# What the task asks
The line containing "shower door. Keep to one point per instance." opens the span to copy, and the last line of the records below closes it. Write out that span exactly.

[Stored entries]
######

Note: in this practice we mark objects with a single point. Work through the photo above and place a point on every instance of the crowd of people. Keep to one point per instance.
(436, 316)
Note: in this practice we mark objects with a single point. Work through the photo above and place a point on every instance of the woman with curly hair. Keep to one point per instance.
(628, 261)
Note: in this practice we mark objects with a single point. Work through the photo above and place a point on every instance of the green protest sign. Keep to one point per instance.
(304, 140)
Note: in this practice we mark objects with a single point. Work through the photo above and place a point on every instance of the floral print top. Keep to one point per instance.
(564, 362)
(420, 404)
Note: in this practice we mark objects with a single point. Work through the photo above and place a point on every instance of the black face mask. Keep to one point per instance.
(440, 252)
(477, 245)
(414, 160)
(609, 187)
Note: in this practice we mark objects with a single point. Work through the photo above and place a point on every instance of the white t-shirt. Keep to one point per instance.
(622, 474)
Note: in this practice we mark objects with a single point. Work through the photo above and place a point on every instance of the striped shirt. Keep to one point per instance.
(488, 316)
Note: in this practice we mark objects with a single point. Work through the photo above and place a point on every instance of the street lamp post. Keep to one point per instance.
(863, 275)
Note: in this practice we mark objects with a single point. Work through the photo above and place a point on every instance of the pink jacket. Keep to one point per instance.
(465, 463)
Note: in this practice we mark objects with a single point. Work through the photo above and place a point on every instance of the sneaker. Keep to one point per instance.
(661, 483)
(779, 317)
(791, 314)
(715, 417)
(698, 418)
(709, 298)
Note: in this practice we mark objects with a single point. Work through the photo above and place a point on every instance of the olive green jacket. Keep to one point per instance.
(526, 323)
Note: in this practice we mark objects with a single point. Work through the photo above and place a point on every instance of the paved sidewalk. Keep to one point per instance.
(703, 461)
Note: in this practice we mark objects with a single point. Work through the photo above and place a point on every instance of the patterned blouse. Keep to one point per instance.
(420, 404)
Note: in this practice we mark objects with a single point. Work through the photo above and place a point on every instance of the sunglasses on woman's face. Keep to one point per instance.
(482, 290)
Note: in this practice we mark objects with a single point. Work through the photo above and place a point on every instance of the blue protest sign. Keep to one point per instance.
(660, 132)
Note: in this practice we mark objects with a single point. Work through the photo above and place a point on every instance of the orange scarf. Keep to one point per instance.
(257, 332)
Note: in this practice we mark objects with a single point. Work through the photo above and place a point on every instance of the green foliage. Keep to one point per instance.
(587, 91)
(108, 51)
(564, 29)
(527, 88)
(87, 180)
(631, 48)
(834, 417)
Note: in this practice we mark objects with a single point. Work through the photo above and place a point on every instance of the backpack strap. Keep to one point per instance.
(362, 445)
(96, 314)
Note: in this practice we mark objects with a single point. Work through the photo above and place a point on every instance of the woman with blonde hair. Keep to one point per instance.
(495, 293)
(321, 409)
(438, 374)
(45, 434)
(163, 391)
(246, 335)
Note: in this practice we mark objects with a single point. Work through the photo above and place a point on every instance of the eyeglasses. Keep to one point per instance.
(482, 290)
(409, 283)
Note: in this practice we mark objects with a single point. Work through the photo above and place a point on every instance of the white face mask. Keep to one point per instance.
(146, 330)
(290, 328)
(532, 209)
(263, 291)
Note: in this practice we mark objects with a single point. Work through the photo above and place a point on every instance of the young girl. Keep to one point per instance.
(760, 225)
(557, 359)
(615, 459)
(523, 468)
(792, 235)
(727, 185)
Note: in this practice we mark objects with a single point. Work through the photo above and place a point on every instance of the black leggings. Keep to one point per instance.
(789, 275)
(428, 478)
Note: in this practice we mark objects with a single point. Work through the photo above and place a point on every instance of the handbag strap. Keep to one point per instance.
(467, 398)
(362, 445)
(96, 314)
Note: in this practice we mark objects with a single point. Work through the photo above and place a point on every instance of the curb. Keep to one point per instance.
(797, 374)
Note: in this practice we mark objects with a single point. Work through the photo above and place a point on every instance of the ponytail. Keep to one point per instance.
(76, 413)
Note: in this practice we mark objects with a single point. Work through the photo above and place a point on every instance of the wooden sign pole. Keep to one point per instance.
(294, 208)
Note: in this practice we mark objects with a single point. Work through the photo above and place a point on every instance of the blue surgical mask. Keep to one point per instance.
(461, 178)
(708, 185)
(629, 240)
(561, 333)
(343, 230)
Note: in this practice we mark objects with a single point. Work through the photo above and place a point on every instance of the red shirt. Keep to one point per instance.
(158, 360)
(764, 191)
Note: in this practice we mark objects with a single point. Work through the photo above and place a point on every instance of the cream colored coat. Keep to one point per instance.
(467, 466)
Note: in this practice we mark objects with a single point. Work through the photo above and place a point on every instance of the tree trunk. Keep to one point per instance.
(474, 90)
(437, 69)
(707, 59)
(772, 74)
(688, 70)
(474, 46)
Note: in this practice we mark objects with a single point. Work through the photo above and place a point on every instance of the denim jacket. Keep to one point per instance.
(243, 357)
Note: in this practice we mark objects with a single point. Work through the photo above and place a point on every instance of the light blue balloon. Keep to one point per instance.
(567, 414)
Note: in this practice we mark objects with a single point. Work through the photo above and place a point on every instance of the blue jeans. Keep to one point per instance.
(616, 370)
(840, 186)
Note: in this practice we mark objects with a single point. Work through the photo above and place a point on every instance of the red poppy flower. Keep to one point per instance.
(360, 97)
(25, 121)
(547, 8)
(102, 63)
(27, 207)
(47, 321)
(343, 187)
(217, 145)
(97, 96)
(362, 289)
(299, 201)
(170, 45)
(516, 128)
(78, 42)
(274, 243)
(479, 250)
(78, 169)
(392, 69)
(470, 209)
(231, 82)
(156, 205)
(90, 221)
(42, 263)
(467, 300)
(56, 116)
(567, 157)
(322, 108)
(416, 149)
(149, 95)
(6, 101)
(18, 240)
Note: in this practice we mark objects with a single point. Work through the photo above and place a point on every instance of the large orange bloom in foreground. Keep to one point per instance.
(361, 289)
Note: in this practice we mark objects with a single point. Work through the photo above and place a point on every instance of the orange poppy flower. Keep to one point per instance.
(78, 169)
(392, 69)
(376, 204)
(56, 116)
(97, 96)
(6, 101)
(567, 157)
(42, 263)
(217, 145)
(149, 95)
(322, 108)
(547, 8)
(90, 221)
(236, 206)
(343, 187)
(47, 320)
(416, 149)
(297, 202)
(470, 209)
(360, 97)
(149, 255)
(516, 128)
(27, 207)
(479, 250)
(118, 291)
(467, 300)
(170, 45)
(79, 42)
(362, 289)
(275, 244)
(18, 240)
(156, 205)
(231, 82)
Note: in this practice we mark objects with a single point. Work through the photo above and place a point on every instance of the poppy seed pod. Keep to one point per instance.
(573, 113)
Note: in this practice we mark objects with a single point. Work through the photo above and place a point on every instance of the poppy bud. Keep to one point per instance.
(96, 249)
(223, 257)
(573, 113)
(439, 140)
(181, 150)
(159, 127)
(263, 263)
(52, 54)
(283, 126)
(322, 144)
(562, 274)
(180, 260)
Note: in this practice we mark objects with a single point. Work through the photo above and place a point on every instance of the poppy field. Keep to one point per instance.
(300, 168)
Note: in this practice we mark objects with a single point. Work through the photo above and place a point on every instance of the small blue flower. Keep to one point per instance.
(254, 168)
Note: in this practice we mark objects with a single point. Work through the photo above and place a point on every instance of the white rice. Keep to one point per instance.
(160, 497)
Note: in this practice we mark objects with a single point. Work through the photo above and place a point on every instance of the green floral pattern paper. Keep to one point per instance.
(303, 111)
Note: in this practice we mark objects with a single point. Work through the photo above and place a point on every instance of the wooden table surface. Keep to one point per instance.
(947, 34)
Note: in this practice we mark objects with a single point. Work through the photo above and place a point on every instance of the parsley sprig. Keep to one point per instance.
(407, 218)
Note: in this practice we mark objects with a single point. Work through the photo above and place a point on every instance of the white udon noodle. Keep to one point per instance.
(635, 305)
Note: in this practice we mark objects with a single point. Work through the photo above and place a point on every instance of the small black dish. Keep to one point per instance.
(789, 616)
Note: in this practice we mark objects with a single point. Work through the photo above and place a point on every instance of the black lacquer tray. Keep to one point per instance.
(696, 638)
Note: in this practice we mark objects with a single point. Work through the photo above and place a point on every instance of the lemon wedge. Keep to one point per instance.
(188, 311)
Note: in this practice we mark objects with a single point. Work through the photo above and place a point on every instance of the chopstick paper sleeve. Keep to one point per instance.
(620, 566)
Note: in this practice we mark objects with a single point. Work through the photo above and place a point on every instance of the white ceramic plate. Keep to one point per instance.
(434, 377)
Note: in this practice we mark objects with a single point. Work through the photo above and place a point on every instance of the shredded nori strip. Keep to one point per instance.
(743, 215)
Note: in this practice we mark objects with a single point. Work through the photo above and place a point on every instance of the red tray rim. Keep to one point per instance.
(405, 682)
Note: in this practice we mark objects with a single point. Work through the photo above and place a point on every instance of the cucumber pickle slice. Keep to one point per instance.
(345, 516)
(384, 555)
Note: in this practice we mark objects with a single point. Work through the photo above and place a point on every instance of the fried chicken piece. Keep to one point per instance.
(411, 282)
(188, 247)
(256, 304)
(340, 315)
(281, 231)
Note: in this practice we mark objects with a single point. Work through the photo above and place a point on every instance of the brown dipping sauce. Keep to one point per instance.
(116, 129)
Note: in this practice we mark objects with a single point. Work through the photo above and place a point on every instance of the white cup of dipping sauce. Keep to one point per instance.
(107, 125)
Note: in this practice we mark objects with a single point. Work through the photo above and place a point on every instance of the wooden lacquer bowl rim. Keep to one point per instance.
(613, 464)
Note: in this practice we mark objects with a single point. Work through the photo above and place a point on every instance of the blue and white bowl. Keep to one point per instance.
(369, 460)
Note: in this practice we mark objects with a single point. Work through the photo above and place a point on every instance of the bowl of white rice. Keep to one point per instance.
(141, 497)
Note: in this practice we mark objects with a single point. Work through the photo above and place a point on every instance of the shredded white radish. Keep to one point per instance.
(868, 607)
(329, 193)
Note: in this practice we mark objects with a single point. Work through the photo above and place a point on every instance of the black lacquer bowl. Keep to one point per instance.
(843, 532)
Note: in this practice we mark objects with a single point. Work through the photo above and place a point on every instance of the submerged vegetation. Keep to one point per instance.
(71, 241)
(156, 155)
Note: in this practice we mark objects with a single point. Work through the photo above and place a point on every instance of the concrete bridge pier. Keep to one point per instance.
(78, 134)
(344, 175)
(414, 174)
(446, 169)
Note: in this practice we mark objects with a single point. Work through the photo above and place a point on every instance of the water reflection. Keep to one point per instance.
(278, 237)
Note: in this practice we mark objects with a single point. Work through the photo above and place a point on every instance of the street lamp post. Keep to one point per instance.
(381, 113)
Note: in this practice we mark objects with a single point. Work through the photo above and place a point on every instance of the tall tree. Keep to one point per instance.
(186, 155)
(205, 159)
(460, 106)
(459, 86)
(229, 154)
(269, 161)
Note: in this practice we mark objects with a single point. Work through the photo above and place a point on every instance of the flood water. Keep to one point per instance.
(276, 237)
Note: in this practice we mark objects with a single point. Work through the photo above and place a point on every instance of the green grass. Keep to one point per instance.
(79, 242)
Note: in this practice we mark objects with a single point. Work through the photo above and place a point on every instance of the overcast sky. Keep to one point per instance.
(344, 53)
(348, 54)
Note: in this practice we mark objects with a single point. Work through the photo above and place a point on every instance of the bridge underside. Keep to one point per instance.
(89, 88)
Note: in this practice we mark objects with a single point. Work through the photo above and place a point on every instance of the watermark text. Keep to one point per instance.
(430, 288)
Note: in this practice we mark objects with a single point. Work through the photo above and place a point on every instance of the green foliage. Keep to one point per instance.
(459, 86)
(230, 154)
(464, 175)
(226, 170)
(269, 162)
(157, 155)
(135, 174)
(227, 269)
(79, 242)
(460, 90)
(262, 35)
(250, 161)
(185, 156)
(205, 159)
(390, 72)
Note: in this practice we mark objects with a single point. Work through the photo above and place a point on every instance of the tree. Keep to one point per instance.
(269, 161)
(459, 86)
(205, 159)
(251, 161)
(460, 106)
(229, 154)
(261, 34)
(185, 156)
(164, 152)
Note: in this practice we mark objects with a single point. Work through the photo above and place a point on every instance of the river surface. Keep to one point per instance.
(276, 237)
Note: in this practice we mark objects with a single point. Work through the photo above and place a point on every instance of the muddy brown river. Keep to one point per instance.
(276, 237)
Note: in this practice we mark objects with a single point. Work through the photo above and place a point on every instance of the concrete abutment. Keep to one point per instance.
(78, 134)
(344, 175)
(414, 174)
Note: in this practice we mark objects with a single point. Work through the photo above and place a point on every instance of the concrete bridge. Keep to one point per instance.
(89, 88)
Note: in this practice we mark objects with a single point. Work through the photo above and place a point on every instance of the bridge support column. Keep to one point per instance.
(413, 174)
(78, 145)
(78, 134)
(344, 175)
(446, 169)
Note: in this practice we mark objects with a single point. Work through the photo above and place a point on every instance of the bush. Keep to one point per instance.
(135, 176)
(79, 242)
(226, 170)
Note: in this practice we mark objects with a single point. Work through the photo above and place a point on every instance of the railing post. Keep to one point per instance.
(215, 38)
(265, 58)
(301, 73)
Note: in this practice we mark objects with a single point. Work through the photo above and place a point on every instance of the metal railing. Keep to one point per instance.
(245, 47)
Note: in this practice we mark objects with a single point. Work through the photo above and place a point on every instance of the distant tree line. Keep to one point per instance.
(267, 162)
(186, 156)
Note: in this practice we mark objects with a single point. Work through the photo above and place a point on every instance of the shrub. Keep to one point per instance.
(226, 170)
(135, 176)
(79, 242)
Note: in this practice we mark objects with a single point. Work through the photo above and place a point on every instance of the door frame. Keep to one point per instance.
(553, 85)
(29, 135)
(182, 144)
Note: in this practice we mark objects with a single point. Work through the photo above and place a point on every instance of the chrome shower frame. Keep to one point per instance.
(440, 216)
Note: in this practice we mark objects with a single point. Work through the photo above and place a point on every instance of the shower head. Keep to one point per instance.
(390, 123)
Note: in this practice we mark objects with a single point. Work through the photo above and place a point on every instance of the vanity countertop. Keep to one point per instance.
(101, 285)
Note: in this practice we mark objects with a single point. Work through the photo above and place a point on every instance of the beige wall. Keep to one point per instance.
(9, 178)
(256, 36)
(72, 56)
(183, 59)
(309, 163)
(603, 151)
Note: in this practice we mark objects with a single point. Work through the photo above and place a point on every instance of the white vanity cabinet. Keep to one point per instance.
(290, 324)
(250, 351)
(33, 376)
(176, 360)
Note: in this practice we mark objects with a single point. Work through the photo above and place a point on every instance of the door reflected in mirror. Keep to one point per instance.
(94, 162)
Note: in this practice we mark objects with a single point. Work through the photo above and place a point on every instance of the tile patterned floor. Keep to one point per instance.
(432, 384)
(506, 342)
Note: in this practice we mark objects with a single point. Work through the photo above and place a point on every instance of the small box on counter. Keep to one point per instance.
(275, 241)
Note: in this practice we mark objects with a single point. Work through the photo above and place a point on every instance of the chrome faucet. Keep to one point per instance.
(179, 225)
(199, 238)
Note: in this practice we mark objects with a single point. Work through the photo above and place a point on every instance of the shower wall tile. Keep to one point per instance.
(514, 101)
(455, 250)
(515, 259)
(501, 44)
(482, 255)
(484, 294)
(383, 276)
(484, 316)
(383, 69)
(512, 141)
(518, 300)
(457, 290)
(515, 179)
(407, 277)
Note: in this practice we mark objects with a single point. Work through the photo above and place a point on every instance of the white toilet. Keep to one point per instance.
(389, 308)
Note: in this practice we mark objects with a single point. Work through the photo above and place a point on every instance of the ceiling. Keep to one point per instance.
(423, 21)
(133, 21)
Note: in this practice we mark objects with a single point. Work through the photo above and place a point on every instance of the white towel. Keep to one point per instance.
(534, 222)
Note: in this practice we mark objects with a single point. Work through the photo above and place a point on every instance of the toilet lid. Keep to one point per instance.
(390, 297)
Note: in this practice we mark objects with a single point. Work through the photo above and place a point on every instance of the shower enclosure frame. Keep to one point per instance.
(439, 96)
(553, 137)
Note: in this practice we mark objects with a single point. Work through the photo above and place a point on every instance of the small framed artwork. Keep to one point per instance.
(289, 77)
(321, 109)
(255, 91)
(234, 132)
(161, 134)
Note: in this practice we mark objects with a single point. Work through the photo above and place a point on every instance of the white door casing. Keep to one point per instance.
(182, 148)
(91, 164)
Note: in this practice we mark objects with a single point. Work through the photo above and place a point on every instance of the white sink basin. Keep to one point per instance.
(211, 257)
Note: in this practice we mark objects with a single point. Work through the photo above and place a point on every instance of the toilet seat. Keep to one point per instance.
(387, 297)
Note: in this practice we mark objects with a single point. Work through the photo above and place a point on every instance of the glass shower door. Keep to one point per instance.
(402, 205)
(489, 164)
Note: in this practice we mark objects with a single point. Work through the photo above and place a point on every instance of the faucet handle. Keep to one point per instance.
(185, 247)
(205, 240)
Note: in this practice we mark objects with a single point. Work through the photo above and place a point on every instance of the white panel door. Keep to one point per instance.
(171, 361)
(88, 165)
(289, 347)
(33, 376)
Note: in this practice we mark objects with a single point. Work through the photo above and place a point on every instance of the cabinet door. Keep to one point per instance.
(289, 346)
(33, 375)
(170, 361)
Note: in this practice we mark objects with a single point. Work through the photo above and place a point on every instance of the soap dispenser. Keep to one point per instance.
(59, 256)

######

# Solution to the problem
Note: in this practice we mark objects with a single point. Work through the photo above and place a point on every instance of the glass shower door. Keep to one point per instance.
(402, 205)
(489, 164)
Note: in this practice we mark objects with a single point. Work through the photo above and place a point on every instance of the faucet handle. Keep to one point per instance.
(185, 247)
(205, 240)
Note: in this practice we mark objects with a single point. Work through the photo above and place a point on every instance of the white panel door. Keep to one point per instance.
(171, 361)
(88, 165)
(289, 347)
(33, 376)
Note: in this practice we mark objects with a single point. Work through the photo above and place a point on every instance of the cabinet door. Keep to one point per instance.
(289, 346)
(33, 375)
(170, 361)
Note: in this practice we mark objects with a single point. Work through the photo above and place a point on every instance of the soap dispenser. Keep to one point per instance.
(59, 256)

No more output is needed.